**Exercise directions:** Please write each record out again word for word.

**Source data:**
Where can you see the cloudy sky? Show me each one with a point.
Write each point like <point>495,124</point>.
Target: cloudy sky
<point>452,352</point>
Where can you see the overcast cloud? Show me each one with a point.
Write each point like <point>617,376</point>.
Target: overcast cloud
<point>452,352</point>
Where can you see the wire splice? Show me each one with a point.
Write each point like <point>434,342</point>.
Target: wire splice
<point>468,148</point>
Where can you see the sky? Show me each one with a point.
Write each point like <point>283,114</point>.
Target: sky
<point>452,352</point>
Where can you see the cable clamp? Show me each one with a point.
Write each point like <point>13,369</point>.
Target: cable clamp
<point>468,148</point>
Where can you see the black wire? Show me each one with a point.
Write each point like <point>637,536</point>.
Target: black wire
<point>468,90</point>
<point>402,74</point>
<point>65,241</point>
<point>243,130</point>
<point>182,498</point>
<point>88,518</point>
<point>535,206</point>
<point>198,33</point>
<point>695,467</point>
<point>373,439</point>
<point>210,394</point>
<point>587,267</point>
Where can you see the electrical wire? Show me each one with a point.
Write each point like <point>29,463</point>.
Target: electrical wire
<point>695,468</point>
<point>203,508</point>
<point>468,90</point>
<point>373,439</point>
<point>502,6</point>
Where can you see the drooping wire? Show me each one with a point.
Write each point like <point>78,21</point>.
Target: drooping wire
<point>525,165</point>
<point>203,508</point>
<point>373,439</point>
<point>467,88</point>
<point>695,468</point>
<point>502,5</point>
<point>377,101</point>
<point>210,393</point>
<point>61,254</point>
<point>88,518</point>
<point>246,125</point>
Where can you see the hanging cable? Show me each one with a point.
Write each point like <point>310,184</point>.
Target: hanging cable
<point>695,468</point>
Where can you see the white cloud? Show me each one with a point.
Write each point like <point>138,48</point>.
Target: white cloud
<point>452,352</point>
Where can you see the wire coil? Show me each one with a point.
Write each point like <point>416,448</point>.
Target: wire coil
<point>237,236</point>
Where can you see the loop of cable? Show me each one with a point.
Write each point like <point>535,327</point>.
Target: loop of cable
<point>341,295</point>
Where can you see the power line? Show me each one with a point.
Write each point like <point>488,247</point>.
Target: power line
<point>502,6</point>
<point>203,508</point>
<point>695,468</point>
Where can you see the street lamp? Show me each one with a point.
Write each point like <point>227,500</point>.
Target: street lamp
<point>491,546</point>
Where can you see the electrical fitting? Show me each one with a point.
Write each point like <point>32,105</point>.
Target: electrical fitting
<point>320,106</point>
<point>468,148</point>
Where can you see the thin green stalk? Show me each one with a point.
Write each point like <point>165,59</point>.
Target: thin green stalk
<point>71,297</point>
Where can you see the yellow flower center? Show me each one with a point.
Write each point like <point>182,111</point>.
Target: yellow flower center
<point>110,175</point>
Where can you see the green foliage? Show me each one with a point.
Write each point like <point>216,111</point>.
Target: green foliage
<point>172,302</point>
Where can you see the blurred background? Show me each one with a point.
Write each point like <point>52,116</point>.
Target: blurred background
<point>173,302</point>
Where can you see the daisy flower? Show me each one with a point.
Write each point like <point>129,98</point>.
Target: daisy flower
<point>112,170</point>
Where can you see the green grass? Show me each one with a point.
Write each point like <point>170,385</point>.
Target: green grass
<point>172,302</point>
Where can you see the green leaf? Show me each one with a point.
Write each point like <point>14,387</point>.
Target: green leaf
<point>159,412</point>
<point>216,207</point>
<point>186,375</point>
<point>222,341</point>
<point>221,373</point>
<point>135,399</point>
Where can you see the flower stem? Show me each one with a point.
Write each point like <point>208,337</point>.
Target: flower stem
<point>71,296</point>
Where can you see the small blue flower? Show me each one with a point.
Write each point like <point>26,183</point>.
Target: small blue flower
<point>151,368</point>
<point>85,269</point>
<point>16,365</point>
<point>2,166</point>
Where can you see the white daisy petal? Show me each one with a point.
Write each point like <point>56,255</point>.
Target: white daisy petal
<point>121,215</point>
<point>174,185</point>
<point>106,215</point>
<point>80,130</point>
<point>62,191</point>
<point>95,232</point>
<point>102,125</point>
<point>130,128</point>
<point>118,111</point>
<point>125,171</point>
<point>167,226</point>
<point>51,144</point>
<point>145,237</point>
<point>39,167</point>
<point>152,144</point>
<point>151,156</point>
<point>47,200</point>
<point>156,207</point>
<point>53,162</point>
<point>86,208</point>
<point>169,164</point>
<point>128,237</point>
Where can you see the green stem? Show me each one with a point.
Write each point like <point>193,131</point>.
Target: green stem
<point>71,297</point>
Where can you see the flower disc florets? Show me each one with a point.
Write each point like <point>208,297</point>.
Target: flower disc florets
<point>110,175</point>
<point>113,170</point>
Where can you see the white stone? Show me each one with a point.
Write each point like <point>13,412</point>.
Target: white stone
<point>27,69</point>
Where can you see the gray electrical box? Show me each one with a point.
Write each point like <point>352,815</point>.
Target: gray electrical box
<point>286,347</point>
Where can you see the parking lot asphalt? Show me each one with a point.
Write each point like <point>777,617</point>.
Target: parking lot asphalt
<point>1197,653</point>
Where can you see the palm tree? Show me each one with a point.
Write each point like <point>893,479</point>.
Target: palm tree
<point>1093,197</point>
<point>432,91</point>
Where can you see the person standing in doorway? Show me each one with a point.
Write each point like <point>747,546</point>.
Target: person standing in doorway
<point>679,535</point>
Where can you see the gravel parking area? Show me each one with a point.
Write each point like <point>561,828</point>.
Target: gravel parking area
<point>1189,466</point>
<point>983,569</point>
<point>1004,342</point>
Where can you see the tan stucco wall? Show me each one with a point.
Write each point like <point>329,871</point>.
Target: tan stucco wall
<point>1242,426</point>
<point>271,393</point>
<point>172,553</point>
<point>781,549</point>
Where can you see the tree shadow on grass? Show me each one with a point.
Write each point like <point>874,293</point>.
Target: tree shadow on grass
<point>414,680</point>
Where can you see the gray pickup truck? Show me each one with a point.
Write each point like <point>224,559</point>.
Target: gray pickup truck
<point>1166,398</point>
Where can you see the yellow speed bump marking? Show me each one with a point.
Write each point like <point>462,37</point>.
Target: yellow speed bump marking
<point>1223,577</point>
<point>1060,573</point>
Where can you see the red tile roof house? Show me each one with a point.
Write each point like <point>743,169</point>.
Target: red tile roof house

**Exercise response:**
Where can you see the cloudy sky? Show me each one with a point.
Write each point like <point>495,124</point>.
Target: cloudy sky
<point>452,352</point>
Where can you see the overcast cloud? Show me each one with a point.
Write each point like <point>617,376</point>.
Target: overcast cloud
<point>452,352</point>
Where can you see the wire splice? Show me each one with a point.
Write each point like <point>434,342</point>.
Target: wire splice
<point>468,148</point>
Where can you see the sky? Show me each one with a point.
Write each point like <point>283,114</point>.
Target: sky
<point>452,352</point>
Where can you see the cable clamp? Show me each one with a point.
Write each point like <point>13,369</point>.
Target: cable clamp
<point>468,148</point>
Where can you see the black wire? Show me each one with a point.
Write each point like <point>637,536</point>.
Target: black wire
<point>468,90</point>
<point>402,74</point>
<point>65,241</point>
<point>243,130</point>
<point>182,498</point>
<point>88,518</point>
<point>535,206</point>
<point>198,33</point>
<point>695,467</point>
<point>373,439</point>
<point>210,394</point>
<point>587,267</point>
Where can you see the electrical wire? Show me each one with a point.
Write each point like <point>29,463</point>.
Target: electrical wire
<point>695,468</point>
<point>203,508</point>
<point>468,90</point>
<point>373,439</point>
<point>502,6</point>
Where can you see the drooping wire? Show me each one with a point.
Write each point like <point>78,21</point>.
Target: drooping wire
<point>525,165</point>
<point>203,508</point>
<point>373,439</point>
<point>467,88</point>
<point>695,468</point>
<point>502,5</point>
<point>377,101</point>
<point>210,393</point>
<point>61,254</point>
<point>88,518</point>
<point>246,125</point>
Where can you see the hanging cable? Show me each one with a point.
Write each point like <point>310,184</point>.
Target: hanging cable
<point>695,468</point>
Where can you see the white cloud? Show me each one with a point.
Write each point like <point>138,48</point>.
Target: white cloud
<point>452,352</point>
Where can you see the wire coil? Show me each one with a point.
Write each point like <point>416,448</point>.
Target: wire coil
<point>237,236</point>
Where can you see the loop of cable? Show me each one with a point.
Write each point like <point>535,327</point>.
Target: loop of cable
<point>341,295</point>
Where can you see the power line? Show me each one with a point.
Write each point like <point>488,247</point>.
Target: power line
<point>502,6</point>
<point>203,508</point>
<point>695,468</point>
Where can you see the street lamp? Show me each one with a point.
Write each point like <point>227,500</point>.
Target: street lamp
<point>491,546</point>
Where can you see the electrical fitting? Show me each one with a point.
Write each point like <point>32,105</point>.
Target: electrical fitting
<point>320,106</point>
<point>468,148</point>
Where can you see the thin green stalk? Show me each one with a point.
Write each point like <point>165,59</point>.
Target: thin green stalk
<point>71,297</point>
Where can you see the yellow flower center? Show me each one with a point.
Write each point like <point>182,111</point>.
Target: yellow flower center
<point>110,175</point>
Where can you see the green foliage? Show me each one with a point.
Write each point like <point>216,111</point>.
Target: green foliage
<point>172,302</point>
Where can you see the blurred background? Show me each one with a point.
Write each point like <point>52,116</point>.
Target: blurred background
<point>173,302</point>
Where can you see the daisy flower? Show me each one with a point.
Write each point like <point>129,98</point>.
Target: daisy flower
<point>112,170</point>
Where can you see the green grass? Show me each one with a point.
Write each point like <point>170,385</point>.
Target: green grass
<point>172,302</point>
Where can you see the green leaf? Show me each one with a point.
Write each point like <point>14,387</point>.
Target: green leaf
<point>159,412</point>
<point>216,207</point>
<point>186,375</point>
<point>222,341</point>
<point>221,373</point>
<point>135,399</point>
Where can you see the flower stem? Show me each one with a point.
Write each point like <point>208,337</point>.
Target: flower stem
<point>71,296</point>
Where can you see the small blue flower? Show me each one with a point.
Write each point like <point>26,183</point>.
Target: small blue flower
<point>151,368</point>
<point>85,269</point>
<point>16,365</point>
<point>2,166</point>
Where can you see the white daisy petal? Show me each one with a point.
Write each point like <point>56,255</point>.
Target: white daisy petal
<point>121,215</point>
<point>174,185</point>
<point>106,215</point>
<point>80,130</point>
<point>62,191</point>
<point>95,232</point>
<point>102,125</point>
<point>130,128</point>
<point>118,111</point>
<point>125,171</point>
<point>167,226</point>
<point>51,144</point>
<point>145,237</point>
<point>39,167</point>
<point>152,144</point>
<point>151,156</point>
<point>47,200</point>
<point>156,207</point>
<point>53,162</point>
<point>86,208</point>
<point>169,164</point>
<point>128,237</point>
Where can you see the green stem? Show me each one with a point.
Write each point like <point>193,131</point>.
Target: green stem
<point>71,297</point>
Where can you see the flower disc florets? Show me each one with a point.
Write each point like <point>208,297</point>.
Target: flower disc florets
<point>110,175</point>
<point>113,170</point>
Where can you see the white stone? Show me each one with a point.
Write each point like <point>13,412</point>.
Target: white stone
<point>27,69</point>
Where can you see the gray electrical box? Show me each one with a point.
Write each point like <point>352,815</point>.
Target: gray electrical box
<point>286,347</point>
Where can you see the parking lot asphalt? Show me each one with a point.
Write each point like <point>777,617</point>.
Target: parking lot asphalt
<point>1197,653</point>
Where can you see the palm tree? Show me each one with a point.
Write each point like <point>893,479</point>.
Target: palm tree
<point>1093,197</point>
<point>432,91</point>
Where can you see the person standing in doorway? Show me each one with a point.
Write each point like <point>747,546</point>.
Target: person standing in doorway
<point>679,535</point>
Where can you see the gravel parking area? Show me each one with a point.
Write each point like <point>561,828</point>.
Target: gravel parking area
<point>1189,466</point>
<point>983,569</point>
<point>1004,342</point>
Where can you see the tan stucco wall? Show me each one with a point.
Write each point like <point>329,871</point>.
Target: tan stucco wall
<point>1242,426</point>
<point>271,393</point>
<point>172,553</point>
<point>781,549</point>
Where can you see the tree shadow on grass? Show me each one with a point.
Write each point like <point>874,293</point>.
Target: tree shadow on grass
<point>414,680</point>
Where can you see the gray pickup truck? Show me each one with a point.
Write each point like <point>224,559</point>.
Target: gray pickup truck
<point>1166,398</point>
Where can you see the yellow speed bump marking? Show me each one with a point.
Write each point like <point>462,37</point>.
Target: yellow speed bump marking
<point>1223,577</point>
<point>1060,573</point>
Where can you see the red tile roof house? Show me each one with a point.
Write each point like <point>743,169</point>.
Target: red tile roof house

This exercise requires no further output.